A mounting system for providing a continuous mounting spine for selective positioning modules anywhere along the spine is disclosed in U.S. patent application Ser. No. 12/469,915, filed May 21, 2009, entitled REFRIGERATOR MODULE MOUNTING SYSTEM, which is assigned to the present assignee, and the disclosure of which is incorporated herein by reference.
In order to provide even greater flexibility for the mounting of modules requiring operating utilities, it would be desirable to allow the manufacturer or dealer to provide the consumer with the flexibility of selecting a module location at any desired position within the interior cabinet of a refrigerator/freezer.
SUMMARY OF THE INVENTION
The system of one embodiment of the present invention provides such flexibility by incorporating an elongated polymeric ribbon, which is mounted to the cabinet of a refrigerator/freezer or the doors thereof and at least one electrical conductor integrally formed in the ribbon, which also integrally includes at least one fluid conduit. Modules can then be mounted to connect to the ribbon at any desired location along the length of the ribbon.
In another embodiment of the invention, the refrigerator/freezer cabinet includes an elongated spine supported within the cabinet and including a continuous mounting channel and an elongated polymeric ribbon mounted in association with the spine and integrally including at least one electrical conductor and at least one fluid conduit, such that a module can be physically mounted anywhere along the spine and coupled to the polymeric ribbon for receiving operating utilities therefrom.
In one embodiment interface connectors are provided which engage the ribbon such that modules can plug into the connectors for installation at consumer selected locations prior to delivery of the refrigerator/freezer to the consumer. Such systems, thereby, provides the manufacturer, a distribution center, or an installer with the capability of positioning a module requiring operating utilities at any desired location within a refrigerator/freezer cabinet and/or on the doors of the refrigerator/freezer.
These and other features, objects and advantages of the present invention will become apparent to those skilled in the art upon reading the following description thereof together with reference to the accompanying drawings.

◆ EXTRACTED DATA:
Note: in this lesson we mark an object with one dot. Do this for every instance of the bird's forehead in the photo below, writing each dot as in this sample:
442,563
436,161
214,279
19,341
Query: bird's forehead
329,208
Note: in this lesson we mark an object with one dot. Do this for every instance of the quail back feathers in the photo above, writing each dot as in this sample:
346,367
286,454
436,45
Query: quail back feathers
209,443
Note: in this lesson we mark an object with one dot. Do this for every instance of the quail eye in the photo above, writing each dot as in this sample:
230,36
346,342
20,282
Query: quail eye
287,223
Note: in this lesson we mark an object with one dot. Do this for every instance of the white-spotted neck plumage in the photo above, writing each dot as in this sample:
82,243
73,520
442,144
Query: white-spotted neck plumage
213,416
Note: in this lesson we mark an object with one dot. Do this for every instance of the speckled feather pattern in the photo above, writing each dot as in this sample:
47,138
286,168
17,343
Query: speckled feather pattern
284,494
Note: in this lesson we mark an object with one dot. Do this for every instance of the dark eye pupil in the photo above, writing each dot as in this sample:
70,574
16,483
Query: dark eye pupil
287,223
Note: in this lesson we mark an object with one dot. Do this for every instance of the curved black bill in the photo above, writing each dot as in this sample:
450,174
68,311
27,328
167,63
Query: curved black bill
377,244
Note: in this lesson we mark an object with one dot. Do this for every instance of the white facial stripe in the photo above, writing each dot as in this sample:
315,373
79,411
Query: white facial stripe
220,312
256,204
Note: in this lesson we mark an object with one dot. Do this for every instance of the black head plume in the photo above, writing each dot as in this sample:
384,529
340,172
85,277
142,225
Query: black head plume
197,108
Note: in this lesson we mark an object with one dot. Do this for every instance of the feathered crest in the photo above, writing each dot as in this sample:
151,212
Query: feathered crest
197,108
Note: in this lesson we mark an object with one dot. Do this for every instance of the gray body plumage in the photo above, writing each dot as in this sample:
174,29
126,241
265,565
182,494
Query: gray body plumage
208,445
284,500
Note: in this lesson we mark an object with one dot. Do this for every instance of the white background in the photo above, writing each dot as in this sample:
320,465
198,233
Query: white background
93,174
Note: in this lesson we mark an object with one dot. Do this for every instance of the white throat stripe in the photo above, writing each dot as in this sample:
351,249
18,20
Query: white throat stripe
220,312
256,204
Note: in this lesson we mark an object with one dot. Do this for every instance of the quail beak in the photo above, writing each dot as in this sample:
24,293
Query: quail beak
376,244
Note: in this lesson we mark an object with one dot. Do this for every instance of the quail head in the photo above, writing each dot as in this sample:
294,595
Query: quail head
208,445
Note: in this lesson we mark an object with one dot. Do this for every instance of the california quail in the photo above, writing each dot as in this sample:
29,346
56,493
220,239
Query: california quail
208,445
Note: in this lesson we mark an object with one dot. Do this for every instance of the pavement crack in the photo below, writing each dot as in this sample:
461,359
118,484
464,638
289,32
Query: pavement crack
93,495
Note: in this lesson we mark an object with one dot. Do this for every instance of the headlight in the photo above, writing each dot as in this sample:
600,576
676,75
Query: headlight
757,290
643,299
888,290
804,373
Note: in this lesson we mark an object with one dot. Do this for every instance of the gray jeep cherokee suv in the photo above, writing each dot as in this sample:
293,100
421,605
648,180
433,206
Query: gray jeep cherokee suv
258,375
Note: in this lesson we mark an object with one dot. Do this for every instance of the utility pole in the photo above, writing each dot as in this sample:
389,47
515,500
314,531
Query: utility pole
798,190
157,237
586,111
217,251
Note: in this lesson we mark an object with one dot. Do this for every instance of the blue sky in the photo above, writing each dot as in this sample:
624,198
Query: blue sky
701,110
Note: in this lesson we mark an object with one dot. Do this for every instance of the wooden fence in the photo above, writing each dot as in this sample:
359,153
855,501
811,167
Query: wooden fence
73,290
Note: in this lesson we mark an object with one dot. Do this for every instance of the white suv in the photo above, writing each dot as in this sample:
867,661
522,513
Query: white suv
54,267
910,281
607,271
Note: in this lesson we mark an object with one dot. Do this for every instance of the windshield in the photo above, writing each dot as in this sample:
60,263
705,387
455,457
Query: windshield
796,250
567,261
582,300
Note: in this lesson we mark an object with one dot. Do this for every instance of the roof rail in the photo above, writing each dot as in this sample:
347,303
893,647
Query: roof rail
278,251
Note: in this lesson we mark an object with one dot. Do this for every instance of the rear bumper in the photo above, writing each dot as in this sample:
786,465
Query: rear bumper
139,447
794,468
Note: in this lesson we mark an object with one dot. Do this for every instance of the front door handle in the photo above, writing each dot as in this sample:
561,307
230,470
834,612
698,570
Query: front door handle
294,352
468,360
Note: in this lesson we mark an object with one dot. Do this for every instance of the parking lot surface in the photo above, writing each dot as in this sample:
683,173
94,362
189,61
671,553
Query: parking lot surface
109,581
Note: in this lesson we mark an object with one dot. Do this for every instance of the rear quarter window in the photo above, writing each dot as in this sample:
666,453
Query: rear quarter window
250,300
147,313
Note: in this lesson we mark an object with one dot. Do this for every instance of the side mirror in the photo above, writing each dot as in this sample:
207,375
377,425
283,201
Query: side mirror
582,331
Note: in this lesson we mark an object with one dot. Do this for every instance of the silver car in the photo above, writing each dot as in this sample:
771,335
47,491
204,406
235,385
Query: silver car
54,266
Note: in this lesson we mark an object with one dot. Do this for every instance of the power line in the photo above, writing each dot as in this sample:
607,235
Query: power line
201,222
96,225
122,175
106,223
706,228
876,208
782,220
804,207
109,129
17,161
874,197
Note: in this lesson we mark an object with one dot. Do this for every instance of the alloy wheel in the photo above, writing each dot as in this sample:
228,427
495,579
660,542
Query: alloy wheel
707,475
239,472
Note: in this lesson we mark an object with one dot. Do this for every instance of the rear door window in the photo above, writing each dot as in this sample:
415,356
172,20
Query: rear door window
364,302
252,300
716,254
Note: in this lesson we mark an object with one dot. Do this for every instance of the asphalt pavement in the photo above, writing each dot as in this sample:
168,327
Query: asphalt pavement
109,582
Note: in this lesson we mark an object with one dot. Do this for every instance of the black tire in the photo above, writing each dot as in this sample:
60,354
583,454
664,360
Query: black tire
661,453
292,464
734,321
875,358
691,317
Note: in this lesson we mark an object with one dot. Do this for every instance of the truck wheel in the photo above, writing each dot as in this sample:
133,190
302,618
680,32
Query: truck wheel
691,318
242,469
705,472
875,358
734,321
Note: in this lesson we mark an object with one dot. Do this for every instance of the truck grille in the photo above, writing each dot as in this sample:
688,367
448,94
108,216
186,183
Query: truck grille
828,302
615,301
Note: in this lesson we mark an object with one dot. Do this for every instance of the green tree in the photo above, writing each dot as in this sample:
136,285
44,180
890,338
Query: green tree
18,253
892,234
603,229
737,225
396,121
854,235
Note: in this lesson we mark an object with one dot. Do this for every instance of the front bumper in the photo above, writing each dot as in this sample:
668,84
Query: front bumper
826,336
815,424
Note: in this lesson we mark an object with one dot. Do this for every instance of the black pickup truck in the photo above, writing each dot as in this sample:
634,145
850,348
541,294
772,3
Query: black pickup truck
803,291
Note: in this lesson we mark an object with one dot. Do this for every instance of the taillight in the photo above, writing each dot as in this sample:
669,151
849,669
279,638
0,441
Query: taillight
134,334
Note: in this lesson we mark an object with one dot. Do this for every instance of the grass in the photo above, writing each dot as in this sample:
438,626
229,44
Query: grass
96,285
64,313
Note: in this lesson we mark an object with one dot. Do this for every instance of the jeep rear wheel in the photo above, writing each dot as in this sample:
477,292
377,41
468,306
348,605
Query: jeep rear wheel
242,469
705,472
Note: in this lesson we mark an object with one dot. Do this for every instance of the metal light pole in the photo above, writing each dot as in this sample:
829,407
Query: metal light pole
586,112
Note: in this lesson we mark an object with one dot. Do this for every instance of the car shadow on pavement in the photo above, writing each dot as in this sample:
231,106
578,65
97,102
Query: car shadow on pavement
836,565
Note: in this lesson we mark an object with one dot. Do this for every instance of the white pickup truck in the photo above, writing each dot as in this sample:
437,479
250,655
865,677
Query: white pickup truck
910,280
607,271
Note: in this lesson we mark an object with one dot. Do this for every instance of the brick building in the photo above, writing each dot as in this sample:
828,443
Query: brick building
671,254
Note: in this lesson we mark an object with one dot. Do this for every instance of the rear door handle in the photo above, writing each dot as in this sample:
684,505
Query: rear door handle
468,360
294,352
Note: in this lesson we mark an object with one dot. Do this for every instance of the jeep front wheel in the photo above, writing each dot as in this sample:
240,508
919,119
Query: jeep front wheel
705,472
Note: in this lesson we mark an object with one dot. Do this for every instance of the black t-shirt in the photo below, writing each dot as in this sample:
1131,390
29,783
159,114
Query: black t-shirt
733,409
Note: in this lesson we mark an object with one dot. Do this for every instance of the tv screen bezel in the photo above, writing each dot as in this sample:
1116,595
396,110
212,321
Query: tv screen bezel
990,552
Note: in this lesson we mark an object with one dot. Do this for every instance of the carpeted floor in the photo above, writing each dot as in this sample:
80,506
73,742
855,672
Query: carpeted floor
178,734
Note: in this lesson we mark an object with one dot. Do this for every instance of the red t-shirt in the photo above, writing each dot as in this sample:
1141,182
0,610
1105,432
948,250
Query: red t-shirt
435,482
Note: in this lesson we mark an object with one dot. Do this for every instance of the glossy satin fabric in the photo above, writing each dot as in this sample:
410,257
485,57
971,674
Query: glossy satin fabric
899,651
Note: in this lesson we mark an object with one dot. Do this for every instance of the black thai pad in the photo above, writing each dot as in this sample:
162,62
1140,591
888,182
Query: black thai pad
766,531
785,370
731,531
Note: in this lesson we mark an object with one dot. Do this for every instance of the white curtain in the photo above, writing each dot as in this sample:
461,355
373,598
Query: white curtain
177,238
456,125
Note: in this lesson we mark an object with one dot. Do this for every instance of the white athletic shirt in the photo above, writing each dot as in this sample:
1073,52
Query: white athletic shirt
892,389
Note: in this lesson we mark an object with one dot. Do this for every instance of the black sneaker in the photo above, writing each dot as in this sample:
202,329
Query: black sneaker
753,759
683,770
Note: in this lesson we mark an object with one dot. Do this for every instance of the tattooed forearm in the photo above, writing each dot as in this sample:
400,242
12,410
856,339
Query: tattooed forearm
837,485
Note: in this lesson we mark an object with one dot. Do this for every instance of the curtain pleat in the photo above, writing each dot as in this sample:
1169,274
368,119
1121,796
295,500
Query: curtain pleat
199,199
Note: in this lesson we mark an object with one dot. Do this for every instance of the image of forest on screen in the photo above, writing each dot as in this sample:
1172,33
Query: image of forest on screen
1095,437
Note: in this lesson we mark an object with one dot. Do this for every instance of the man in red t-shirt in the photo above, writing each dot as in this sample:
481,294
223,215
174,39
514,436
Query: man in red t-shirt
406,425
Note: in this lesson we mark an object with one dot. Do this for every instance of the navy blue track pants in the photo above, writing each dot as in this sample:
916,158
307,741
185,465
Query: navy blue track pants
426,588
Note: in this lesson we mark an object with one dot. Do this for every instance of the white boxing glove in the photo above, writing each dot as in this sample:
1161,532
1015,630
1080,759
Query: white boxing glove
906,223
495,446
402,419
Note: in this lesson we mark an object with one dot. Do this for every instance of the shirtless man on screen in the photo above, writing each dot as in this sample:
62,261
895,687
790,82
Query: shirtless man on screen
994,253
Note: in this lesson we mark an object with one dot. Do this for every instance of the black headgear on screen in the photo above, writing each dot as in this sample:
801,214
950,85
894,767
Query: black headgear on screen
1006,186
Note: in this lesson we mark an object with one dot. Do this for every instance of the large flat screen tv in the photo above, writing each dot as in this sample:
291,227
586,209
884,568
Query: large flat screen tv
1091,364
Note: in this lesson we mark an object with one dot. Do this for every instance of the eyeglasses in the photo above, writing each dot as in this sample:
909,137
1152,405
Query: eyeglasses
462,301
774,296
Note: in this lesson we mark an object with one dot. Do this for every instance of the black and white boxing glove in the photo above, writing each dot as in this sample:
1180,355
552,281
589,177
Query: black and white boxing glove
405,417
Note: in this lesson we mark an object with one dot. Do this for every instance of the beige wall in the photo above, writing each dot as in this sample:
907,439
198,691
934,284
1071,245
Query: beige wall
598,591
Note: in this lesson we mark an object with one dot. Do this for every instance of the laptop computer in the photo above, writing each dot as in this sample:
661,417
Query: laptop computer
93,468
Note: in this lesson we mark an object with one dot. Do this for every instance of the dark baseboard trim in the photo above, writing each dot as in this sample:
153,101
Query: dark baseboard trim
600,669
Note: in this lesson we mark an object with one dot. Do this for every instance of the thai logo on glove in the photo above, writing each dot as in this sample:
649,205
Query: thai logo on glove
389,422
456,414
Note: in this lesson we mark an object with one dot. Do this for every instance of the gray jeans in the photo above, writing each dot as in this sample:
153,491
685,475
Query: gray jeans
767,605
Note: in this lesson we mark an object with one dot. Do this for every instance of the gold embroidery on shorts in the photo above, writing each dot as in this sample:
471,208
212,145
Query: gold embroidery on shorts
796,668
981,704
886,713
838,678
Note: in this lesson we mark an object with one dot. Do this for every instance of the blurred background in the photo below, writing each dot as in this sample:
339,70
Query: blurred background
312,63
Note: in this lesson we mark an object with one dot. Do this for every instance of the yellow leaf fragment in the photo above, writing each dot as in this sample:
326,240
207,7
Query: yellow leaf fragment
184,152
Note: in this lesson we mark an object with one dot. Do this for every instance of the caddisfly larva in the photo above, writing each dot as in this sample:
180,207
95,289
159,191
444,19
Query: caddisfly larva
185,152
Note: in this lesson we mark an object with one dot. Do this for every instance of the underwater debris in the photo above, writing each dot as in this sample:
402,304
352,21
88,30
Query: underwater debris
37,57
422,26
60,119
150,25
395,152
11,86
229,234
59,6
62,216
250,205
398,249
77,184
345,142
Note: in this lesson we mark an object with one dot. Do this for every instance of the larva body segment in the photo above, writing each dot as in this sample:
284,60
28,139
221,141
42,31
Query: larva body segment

◆ TASK INSTRUCTIONS:
A) List the parties that the refrigerator patent text says the system gives the capability of positioning a module requiring operating utilities at any desired location.
B) According to the refrigerator patent text, on what date was application Ser. No. 12/469,915 filed?

◆ SOLUTIONS TO EACH TASK:
A) The manufacturer, a distribution center, and an installer.

B) May 21, 2009.